#### SELECTED EXCERPT
=-=-=
Startled ex-Health Inspectors

Veronica Fernandez

Dulces en moneda nacional. Foto: Yusimí Rodríguez

Last night when I was leaving work and heading home, I ran into some friends – a married couple who I hadn’t seen in years. They had been my neighbors but they moved and we hadn’t seen each other since, until they reappeared that rainy night.

They called out to me several times, and I looked around in the darkness but I couldn’t see who they were, though their voices were familiar. When I recognized them, I could see that the couple — both in their 80s — still had a freshness in their faces. While they had lost their youthful appearances over the years, there remained freshness in their desires to live and confront the setbacks of life.

They had already celebrated their golden anniversary, and I think that given the road they were on they had a good chance of one day belonging to the 120-year-olds club.

I was thrilled to see them again, but at the same time I was concerned about why they had showed up at night in my neighborhood of Cojimar (located to the east of Havana Bay). It turned out though that they had come to see to some friends who were very sick and to drop in on some other people.

They began to inquire about several things in the neighborhood and were puzzled about a situation they had just experienced, which was where the conversation led. They couldn’t imagine how something of that nature could have happened.

The situation had begun because they both liked pastry a lot and therefore they went to the Cojimar bakery (someone had told them that the best and most flavorful cakes, pies and pastries were sold there). But when they got there they saw all the baked goods covered with flies and the clerks touching the pastries after having handled the money.

The couple told me that they themselves had been public health inspectors for a long time and that they had always insisted on merchants taking the greatest care with the hygiene of their products. The two become so indignant that they asked to speak with the manager, but he only gave excuses and denied what they themselves had seen with their own eyes.

They commented to me that despite how much they had wanted to eat something sweet, they would never have tried anything from there since they thought that it was inhuman to offer people such products. Then too, the chance of contracting some type of illness was obvious.
=-=-=
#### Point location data
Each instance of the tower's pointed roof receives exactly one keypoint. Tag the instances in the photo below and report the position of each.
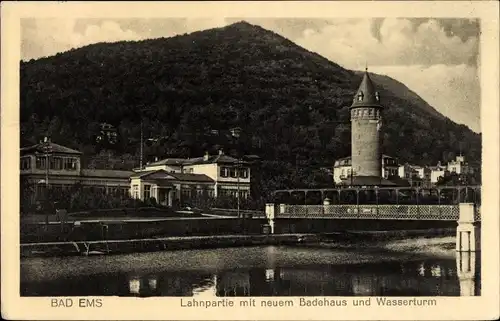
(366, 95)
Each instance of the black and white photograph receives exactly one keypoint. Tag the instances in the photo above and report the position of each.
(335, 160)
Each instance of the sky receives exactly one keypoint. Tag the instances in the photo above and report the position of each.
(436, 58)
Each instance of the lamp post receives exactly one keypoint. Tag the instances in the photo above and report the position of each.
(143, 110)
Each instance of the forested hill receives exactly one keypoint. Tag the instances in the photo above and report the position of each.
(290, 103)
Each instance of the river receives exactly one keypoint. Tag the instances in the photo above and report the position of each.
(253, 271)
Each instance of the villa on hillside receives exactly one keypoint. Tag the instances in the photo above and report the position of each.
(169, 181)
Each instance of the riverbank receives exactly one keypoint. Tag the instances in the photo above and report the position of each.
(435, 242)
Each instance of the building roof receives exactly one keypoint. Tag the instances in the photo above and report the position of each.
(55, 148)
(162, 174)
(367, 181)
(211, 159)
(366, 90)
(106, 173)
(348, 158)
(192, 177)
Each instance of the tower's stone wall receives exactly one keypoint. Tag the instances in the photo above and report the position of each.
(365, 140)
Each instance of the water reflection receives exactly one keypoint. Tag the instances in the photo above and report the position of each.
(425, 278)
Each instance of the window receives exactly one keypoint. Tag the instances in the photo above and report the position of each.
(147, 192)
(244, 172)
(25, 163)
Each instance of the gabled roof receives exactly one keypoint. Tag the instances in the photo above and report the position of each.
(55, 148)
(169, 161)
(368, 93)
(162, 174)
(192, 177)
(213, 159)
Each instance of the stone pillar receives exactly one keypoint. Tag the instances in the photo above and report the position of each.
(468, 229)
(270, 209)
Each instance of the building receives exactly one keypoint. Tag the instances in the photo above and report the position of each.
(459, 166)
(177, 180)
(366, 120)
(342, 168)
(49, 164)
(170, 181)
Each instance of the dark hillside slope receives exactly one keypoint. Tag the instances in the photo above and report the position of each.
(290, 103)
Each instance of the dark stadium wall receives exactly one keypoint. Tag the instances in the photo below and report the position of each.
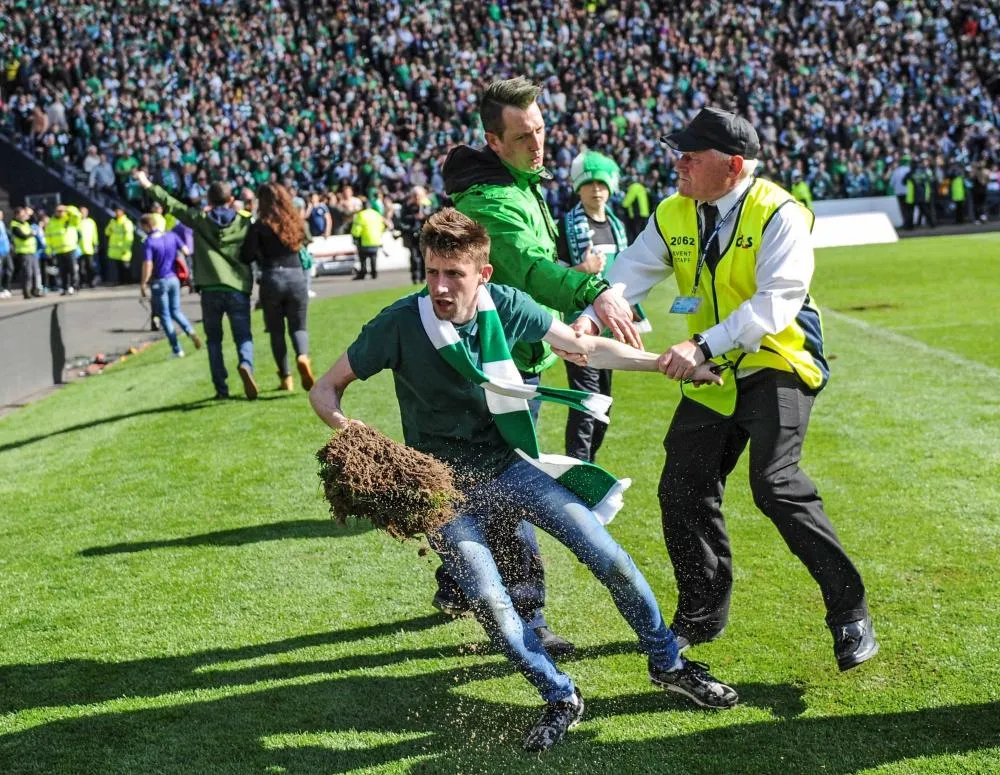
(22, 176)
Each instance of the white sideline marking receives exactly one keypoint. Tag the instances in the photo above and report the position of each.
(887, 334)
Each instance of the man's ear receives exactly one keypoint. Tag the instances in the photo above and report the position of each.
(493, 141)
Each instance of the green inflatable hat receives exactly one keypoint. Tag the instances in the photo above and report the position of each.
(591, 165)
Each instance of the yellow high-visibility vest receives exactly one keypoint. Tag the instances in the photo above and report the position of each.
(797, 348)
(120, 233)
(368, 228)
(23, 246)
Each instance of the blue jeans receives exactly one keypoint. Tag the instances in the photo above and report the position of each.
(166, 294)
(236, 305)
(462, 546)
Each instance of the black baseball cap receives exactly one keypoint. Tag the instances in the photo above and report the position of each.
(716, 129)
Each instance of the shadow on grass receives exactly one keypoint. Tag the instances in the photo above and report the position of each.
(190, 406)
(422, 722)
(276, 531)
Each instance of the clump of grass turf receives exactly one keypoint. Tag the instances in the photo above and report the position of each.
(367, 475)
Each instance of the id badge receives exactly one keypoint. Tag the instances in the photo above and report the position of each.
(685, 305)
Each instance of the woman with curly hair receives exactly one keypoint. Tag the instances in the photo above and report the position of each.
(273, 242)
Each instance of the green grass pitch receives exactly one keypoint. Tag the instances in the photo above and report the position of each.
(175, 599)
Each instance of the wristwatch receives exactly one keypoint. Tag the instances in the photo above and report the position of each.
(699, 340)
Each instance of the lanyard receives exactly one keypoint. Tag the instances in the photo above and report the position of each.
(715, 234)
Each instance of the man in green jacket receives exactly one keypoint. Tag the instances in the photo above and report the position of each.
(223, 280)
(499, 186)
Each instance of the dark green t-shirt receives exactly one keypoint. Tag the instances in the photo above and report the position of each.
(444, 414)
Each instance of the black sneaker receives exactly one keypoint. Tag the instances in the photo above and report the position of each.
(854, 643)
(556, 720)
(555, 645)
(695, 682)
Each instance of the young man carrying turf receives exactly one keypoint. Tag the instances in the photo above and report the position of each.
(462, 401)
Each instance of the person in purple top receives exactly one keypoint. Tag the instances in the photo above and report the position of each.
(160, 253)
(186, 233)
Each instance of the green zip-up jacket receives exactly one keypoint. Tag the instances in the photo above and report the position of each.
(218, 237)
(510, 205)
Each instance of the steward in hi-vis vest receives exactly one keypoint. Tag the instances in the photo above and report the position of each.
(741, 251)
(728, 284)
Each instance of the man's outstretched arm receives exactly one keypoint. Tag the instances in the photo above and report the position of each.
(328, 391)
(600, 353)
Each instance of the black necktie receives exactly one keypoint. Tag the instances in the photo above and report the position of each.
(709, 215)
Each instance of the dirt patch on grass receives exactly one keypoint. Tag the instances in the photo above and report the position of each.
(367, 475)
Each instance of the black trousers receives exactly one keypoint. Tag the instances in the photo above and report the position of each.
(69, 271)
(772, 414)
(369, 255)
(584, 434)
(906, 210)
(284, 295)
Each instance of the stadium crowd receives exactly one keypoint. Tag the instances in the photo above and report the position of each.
=-=-=
#### TASKS TO PERFORM
(A) Using the story about the former health inspectors, decide whether each statement agrees with it: (i) the couple used to live near the writer, (ii) the bakery manager admitted the problem, (iii) Cojimar lies west of Havana Bay. Answer yes or no for each, quoting the deciding words.
(B) Carry on the story about the former health inspectors, starting after its final sentence.

#### ANSWERS FOR THE EXERCISE
(A)
(i) Yes: "They had been my neighbors"
(ii) No: "he only gave excuses and denied what they themselves had seen with their own eyes"
(iii) No: "located to the east of Havana Bay"

(B)
They explained that people in Cuba are subjected to having their health compromised by all the negligence that’s committed daily, with no one caring and no one capable of curtailing such outrages.

They also commented to me that it was because this pastry was being sold in regular pesos that these kinds of things could happen. They were sure that if the customers were paying in CUCs (Cuban hard currency), none of this would have occurred – or if it did happen it would have been much less frequent.

They then asked the question: Why is it that Cubans can’t eat sweets paid for in the currency in which their wages are paid. Moreover, why can’t they get decent service, treatment that’s not at the risk of contracting some virus?

This couple has the experience of having visited other countries in the Third World, and never did they see situations where foreigners had more rights than nationals in the way that happens with Cubans in our own country. They tell people this but many individuals don’t believe them, they exclaimed.

After hearing their complaints and all their explanations, I took them by their hands and led them to my house to continue to talk about these and other issues that they wanted to discuss with me. But at the same time, I was trying to calm them down; because despite everything they had done to help build this society, I thought that it was worth the trouble to listen to the complaints and gripes they had.

Still, from what I could see — though their complaints seemed infinite, and whether or not controls are instituted or inspectors come — it seems that in our society the bad is always going to overcome good.